→ The request
Return, word for word, the rows below from the line containing "locate: blue vest" through the final line of the rows, including both.

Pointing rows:
----------------
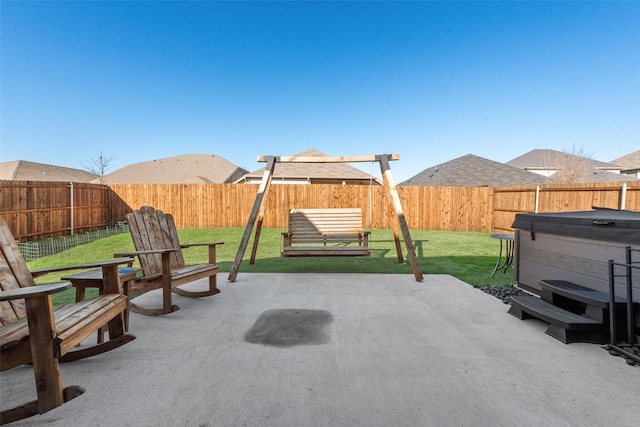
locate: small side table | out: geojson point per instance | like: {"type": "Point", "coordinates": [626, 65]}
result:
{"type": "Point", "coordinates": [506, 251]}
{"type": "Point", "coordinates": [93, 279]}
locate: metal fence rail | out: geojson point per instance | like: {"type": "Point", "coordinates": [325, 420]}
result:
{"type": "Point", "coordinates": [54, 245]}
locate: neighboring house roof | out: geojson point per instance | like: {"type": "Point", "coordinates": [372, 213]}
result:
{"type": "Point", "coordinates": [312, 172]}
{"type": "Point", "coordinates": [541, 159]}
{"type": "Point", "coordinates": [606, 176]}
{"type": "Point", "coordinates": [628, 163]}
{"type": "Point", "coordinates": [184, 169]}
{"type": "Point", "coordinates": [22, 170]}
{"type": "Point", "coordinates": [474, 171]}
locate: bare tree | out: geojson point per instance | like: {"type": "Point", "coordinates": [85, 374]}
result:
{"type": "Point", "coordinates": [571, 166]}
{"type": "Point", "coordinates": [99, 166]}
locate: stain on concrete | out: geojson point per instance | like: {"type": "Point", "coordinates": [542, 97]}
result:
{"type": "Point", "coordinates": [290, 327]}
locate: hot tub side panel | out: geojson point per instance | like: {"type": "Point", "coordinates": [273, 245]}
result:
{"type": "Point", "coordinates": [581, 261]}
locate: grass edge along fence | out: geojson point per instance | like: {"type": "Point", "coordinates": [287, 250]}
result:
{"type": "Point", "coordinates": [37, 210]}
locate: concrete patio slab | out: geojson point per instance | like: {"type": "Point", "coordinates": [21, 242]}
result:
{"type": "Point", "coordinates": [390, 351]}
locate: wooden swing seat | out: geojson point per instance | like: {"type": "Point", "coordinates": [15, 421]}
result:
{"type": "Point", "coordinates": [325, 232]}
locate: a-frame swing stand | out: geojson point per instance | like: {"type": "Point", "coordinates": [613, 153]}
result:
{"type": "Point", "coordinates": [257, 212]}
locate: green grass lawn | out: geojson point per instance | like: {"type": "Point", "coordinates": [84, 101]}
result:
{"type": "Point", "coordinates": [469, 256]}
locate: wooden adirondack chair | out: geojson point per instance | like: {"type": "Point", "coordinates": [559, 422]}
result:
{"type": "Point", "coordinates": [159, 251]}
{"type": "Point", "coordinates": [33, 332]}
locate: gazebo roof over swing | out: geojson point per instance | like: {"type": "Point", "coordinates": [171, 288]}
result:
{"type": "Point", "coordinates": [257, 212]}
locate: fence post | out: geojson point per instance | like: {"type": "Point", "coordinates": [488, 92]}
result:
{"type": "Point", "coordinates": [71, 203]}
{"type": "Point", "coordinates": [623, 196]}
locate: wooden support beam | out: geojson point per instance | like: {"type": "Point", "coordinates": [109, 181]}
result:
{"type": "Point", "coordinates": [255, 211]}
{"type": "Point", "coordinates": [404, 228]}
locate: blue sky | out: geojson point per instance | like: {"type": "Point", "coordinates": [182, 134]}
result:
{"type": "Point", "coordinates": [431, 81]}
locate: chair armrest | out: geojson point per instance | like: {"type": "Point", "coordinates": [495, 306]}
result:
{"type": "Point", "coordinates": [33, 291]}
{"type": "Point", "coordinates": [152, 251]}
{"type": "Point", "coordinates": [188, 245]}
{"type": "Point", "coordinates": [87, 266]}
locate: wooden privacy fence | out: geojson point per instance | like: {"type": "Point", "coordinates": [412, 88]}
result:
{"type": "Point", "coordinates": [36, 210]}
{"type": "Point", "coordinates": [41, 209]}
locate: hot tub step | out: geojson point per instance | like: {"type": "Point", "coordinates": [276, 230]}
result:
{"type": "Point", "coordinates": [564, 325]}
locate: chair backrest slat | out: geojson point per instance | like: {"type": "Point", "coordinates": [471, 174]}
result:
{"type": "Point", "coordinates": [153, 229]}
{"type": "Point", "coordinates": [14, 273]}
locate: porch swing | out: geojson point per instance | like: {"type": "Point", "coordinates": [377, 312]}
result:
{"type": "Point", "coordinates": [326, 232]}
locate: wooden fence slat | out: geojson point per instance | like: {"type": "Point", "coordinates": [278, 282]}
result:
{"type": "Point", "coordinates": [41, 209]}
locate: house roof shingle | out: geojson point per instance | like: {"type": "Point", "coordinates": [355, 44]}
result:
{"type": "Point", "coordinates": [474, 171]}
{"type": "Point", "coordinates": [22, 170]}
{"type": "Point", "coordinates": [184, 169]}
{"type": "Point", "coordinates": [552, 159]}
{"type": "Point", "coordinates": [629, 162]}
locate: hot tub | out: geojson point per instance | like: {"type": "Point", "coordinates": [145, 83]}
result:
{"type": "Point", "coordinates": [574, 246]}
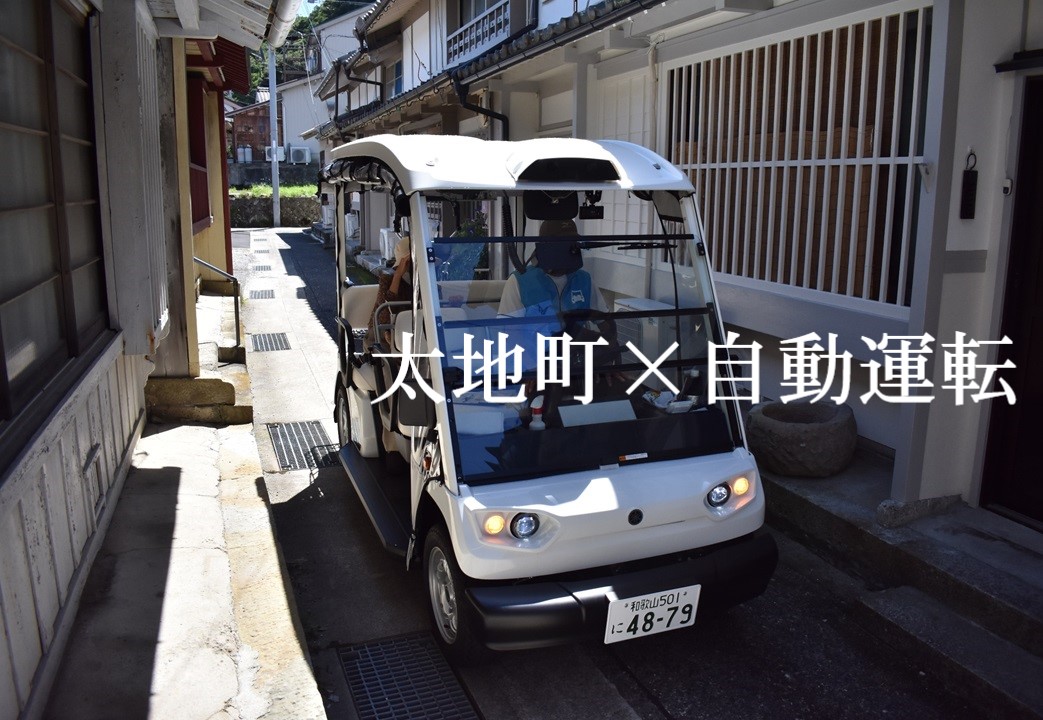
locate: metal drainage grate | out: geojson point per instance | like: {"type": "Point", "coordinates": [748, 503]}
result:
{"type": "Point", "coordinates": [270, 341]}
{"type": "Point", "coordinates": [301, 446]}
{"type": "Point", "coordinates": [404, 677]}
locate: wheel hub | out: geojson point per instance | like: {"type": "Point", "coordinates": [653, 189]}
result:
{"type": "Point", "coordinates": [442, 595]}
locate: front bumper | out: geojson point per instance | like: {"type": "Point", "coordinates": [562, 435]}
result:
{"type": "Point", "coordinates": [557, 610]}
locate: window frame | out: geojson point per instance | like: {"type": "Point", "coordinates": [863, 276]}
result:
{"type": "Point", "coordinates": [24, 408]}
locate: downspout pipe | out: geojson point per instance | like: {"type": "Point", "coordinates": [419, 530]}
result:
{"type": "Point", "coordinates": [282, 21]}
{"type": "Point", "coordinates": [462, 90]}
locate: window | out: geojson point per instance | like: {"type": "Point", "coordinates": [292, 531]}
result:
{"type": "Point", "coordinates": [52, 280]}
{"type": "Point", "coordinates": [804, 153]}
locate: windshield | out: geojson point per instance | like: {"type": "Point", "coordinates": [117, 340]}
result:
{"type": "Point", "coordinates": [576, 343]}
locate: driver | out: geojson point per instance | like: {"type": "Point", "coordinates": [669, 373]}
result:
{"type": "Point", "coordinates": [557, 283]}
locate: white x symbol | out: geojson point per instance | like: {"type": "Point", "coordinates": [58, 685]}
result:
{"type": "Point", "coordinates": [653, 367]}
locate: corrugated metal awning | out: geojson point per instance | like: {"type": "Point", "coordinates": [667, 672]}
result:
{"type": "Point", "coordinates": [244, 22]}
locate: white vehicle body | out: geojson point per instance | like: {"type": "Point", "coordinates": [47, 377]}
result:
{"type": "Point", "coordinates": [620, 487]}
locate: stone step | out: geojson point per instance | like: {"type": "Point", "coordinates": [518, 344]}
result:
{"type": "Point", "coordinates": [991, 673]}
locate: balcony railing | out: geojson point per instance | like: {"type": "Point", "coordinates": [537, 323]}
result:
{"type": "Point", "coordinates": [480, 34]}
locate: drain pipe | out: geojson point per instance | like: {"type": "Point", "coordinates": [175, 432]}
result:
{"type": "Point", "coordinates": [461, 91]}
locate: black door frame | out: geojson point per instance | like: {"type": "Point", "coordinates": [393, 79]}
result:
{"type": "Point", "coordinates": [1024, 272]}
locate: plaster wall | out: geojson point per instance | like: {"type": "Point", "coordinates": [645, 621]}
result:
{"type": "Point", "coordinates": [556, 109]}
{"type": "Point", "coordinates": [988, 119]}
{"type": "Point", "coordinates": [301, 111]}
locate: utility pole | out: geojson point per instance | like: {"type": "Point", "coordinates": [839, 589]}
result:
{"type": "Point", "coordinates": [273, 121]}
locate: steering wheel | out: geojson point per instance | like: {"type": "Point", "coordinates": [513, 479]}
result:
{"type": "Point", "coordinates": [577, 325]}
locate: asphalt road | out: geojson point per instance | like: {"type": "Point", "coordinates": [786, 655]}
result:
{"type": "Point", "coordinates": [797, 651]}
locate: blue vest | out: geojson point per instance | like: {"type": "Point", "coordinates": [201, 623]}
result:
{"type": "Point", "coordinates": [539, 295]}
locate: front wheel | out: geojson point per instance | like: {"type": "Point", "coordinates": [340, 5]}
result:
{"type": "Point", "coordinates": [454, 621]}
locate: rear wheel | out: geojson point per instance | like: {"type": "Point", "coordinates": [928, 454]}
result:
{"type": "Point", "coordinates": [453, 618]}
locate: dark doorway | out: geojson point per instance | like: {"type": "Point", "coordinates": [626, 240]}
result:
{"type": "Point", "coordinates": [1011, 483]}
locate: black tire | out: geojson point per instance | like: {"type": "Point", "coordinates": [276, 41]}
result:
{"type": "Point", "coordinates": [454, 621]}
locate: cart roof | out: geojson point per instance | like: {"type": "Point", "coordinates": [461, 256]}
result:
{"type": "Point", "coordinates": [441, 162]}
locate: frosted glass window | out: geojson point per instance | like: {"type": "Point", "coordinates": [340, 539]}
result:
----------------
→ Complete output
locate: blue vest | out: geojson point per instance | like: {"type": "Point", "coordinates": [201, 623]}
result:
{"type": "Point", "coordinates": [539, 295]}
locate: front wheel | out: geojson point per instance | like: {"type": "Point", "coordinates": [340, 5]}
result:
{"type": "Point", "coordinates": [454, 621]}
locate: rear wheel | out: geojson point per instance | like: {"type": "Point", "coordinates": [928, 454]}
result:
{"type": "Point", "coordinates": [453, 618]}
locate: dark doorway | out: geojson point per instance | like: {"type": "Point", "coordinates": [626, 240]}
result:
{"type": "Point", "coordinates": [1011, 483]}
locate: black tire | out: geojson point per instance | like: {"type": "Point", "coordinates": [276, 41]}
result:
{"type": "Point", "coordinates": [454, 621]}
locate: cart roof | out: geojson point per instance | like: {"type": "Point", "coordinates": [461, 256]}
result:
{"type": "Point", "coordinates": [441, 162]}
locate: frosted glass window | out: geojson point per instance | like: {"type": "Point", "coordinates": [340, 539]}
result:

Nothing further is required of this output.